▶ [Tasks to perform]:
a. Could you output the exact passage of the tech weekend roundup starting with "Welcome to the" and going on through "of the sky."?
b. Can you pick up the tech weekend roundup on Walmart and Amazon drone delivery and the Waze layoffs, continuing on from its last sentence?

[Text for analysis Boundary: Start]

Main image of article Weekend Roundup: E-Commerce Drone Wars; Waze Layoffs

Welcome to the weekend, everyone! Here are some of the tech stories from the week that you might have missed, including a brewing battle over drone delivery between Walmart and Amazon, as well as some layoffs at a Google subsidiary. 

Drone Delivery: Next Battlefield in the E-Commerce Wars

Amazon has been fiddling around with drone delivery for years, although its efforts have been stalled by niceties such as FAA approval and widespread worries over malfunctioning chunks of metal dropping out of the sky.  

The e-commerce giant finally landed that FAA approval last month (yes, pun intended), which means the day is coming when you might order a 12-pack of toilet paper and have it deposited on your lawn within the hour by a buzzing drone with the Amazon logo on its flank. But Amazon might not lack for competition on the drone front: Walmart is apparently planning its own drone delivery fleet. 

“We know that it will be some time before we see millions of packages delivered via drone,” Walmart senior vice president Tom Ward is quoted as saying in a corporate blog post (hat tip to The Verge for surfacing it first). “That still feels like a bit of science fiction, but we’re at a point where we’re learning more and more about the technology that is available and how we can use it to make our customers’ lives easier.”

Walmart is starting off with a pilot program in North Carolina, with drones capable of traveling roughly six miles and carrying up to 6.6 pounds. If that’s successful, and if the company can negotiate some of the same hurdles that confronted Amazon in its own drone quest, it could expand the project. And you know what that might mean: delivery drone traffic jams. Yay.

Layoffs Hit Google’s Waze 

Waze, the navigation-app startup that Google acquired for a little over $1 billion in 2013, is laying off 5 percent of its staff due to the COVID-19 pandemic, according to reports. Worldwide lockdowns mean fewer drivers on the road, which has meant fewer people utilizing the Waze app, which has murdered the ad revenue that Waze relies upon.

[Text for analysis Boundary: End]
[Source material Boundary: Start]

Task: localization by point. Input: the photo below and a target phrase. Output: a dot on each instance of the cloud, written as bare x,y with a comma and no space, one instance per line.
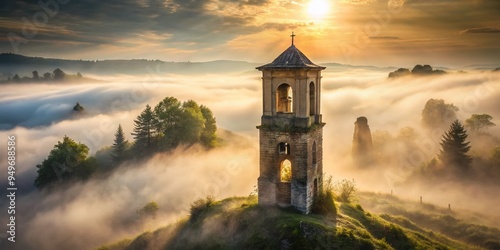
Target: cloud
481,31
35,108
384,38
103,210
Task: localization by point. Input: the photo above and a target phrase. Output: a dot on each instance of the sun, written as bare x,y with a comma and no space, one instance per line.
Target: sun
318,8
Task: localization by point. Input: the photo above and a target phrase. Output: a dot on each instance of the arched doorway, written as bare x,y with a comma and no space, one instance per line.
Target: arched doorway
312,99
284,192
314,153
285,171
284,99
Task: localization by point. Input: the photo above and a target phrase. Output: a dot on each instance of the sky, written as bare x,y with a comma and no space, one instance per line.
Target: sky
449,33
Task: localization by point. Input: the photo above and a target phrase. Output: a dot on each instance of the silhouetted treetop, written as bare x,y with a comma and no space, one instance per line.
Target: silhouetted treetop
454,147
418,70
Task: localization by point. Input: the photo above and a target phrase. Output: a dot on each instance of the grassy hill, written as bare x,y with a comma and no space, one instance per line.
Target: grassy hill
240,223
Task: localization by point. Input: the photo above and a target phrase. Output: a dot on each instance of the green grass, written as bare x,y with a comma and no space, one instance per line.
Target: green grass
240,223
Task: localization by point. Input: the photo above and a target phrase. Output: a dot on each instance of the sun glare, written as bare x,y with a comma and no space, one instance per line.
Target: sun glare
318,8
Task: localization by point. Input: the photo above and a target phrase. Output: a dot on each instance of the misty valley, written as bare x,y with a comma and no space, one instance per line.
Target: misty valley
161,154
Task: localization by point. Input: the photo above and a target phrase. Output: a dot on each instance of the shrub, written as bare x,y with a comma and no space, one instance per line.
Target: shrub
345,190
149,210
201,205
323,203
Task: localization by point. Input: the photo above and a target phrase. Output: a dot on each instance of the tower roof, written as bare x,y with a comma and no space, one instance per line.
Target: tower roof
291,58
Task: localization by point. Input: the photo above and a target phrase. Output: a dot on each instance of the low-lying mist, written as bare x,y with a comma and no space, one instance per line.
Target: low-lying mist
104,209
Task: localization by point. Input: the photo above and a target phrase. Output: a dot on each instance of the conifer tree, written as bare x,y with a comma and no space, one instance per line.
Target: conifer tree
454,148
119,146
144,131
208,137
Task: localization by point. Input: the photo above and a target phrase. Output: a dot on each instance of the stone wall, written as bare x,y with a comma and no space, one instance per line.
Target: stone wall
304,172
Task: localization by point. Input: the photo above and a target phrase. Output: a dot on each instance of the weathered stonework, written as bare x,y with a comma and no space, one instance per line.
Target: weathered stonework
291,132
304,170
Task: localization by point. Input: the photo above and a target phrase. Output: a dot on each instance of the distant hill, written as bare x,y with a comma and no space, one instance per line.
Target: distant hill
24,65
11,64
239,223
418,70
341,67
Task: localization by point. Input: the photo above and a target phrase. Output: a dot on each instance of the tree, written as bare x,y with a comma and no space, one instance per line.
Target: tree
193,123
59,75
119,146
346,190
16,78
47,76
36,77
478,122
149,210
208,136
438,114
454,148
78,107
144,131
67,160
169,121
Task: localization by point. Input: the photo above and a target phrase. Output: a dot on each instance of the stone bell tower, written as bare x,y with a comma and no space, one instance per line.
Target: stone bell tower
291,131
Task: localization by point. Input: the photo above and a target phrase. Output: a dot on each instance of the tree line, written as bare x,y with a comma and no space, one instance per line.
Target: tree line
56,75
169,124
446,147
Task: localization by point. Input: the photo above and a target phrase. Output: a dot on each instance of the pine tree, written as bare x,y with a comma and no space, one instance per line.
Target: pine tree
144,131
454,148
208,137
119,146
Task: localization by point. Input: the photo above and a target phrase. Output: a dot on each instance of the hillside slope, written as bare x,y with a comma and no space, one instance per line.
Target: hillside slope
239,223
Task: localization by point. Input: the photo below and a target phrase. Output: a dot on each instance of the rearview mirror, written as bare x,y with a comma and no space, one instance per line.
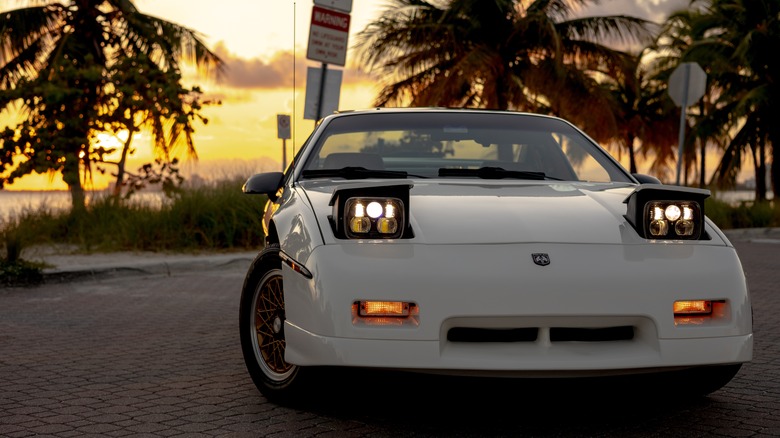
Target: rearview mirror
264,184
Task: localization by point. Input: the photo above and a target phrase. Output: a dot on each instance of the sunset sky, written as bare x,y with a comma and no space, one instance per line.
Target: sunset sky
258,40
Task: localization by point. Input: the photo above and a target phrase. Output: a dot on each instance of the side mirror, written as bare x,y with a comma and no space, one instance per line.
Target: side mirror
264,184
646,179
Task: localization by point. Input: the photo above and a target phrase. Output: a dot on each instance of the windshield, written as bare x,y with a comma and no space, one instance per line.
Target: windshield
458,144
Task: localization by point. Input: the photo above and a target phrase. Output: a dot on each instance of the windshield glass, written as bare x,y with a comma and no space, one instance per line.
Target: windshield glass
423,143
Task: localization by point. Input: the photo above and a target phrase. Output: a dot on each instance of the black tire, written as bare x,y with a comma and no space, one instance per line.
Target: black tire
261,325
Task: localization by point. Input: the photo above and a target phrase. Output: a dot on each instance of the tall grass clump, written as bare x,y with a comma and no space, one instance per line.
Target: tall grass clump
211,217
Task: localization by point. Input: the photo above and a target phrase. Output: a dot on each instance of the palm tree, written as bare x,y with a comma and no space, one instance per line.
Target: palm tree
736,40
499,54
644,114
73,44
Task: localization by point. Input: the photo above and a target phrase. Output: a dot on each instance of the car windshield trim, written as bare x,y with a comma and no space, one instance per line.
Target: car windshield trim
489,172
353,172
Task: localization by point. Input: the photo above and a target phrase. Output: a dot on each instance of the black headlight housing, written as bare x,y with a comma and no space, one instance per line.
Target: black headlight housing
371,212
667,212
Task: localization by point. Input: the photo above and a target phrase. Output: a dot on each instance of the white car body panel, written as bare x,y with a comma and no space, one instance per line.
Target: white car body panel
470,265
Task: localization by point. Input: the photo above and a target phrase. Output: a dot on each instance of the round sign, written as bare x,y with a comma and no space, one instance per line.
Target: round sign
687,84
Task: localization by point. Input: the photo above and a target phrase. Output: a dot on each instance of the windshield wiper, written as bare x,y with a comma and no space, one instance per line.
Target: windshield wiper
494,173
351,172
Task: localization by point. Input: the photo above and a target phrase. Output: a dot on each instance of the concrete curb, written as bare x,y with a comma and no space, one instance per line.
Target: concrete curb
100,265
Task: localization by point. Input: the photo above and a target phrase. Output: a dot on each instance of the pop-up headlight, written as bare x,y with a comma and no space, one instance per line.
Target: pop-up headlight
667,212
373,217
371,212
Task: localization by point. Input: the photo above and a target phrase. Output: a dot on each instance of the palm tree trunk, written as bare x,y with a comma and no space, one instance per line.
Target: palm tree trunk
120,171
760,168
71,175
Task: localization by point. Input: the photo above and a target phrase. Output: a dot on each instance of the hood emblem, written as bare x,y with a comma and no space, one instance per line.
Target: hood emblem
541,259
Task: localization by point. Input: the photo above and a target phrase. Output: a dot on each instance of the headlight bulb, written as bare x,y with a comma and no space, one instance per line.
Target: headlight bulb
672,212
374,210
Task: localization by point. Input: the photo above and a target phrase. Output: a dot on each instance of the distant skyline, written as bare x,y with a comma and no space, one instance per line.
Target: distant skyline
262,43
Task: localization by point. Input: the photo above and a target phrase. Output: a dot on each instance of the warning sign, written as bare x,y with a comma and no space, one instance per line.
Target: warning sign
328,36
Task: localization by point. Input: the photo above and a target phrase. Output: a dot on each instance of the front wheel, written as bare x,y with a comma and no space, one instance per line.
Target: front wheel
261,322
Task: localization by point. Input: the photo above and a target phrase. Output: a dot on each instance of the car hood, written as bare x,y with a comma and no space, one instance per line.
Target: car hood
502,211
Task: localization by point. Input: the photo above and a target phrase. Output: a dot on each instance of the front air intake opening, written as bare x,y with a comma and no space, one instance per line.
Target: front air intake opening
605,334
470,334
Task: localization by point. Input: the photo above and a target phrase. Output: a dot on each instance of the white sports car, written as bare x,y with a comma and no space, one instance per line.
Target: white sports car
485,243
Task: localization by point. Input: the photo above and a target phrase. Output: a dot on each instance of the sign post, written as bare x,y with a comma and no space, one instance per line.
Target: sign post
328,37
283,131
686,86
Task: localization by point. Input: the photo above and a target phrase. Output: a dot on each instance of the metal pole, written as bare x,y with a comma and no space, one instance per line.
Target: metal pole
322,92
683,111
284,154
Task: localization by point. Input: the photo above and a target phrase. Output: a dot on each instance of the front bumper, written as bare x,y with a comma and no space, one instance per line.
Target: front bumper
498,287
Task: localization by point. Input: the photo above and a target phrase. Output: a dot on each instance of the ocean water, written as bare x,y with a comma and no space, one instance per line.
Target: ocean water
12,203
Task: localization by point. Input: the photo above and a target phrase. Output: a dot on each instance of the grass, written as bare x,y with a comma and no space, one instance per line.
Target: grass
213,217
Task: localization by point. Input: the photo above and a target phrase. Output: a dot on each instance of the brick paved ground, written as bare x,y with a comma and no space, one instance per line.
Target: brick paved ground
159,356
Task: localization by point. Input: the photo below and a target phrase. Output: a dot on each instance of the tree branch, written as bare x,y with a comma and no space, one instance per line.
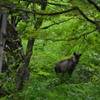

[Source material Boundary: End]

▶ [Responses by item number]:
a.
Welcome to the weekend, everyone! Here are some of the tech stories from the week that you might have missed, including a brewing battle over drone delivery between Walmart and Amazon, as well as some layoffs at a Google subsidiary. 

Drone Delivery: Next Battlefield in the E-Commerce Wars

Amazon has been fiddling around with drone delivery for years, although its efforts have been stalled by niceties such as FAA approval and widespread worries over malfunctioning chunks of metal dropping out of the sky.

b.
The layoffs will impact 30 people out of a workforce of approximately 555 employees, and CEO Noam Bardin wrote in a letter to employees that the savings from those cuts would be redirected to hire more technologists. “We’ve decided to focus our resources on product improvements for our users, accelerate our investments in technical infrastructure, and refocus our sales and marketing efforts on a small number of high-value countries,” he wrote in part. “These investments ensure the long-term success of Waze and that we exit this pandemic stronger than we entered it.”

As others have pointed out, the COVID-19 pandemic has hit transportation-related technology companies particularly hard. Ridesharing startups such as Lyft and Uber have been forced to either pursue alternative lines of business (food delivery, in Uber’s case) and/or lay off employees (Lyft). The lack of people on the road has also forced scooter-sharing firms such as Lime to drastically reconsider how they do business

Apple’s Floating Store 

Not content to simply build a store on dry land like a normal company, Apple has constructed a “floating sphere” of a store in Singapore. It’s made almost entirely of glass, with a design “inspired by the Pantheon in Rome” (in Apple’s words); you can get a glimpse of the exterior in the image above. 

Does this mean that Apple will soon construct floating stores in, say, New York and San Francisco? It’s impossible to tell. As we head into the weekend, though, it’s worth taking a moment to marvel at what a technology company can do when it has a mountain of money to spend on aesthetics.

Have a great weekend, everybody! Stay safe!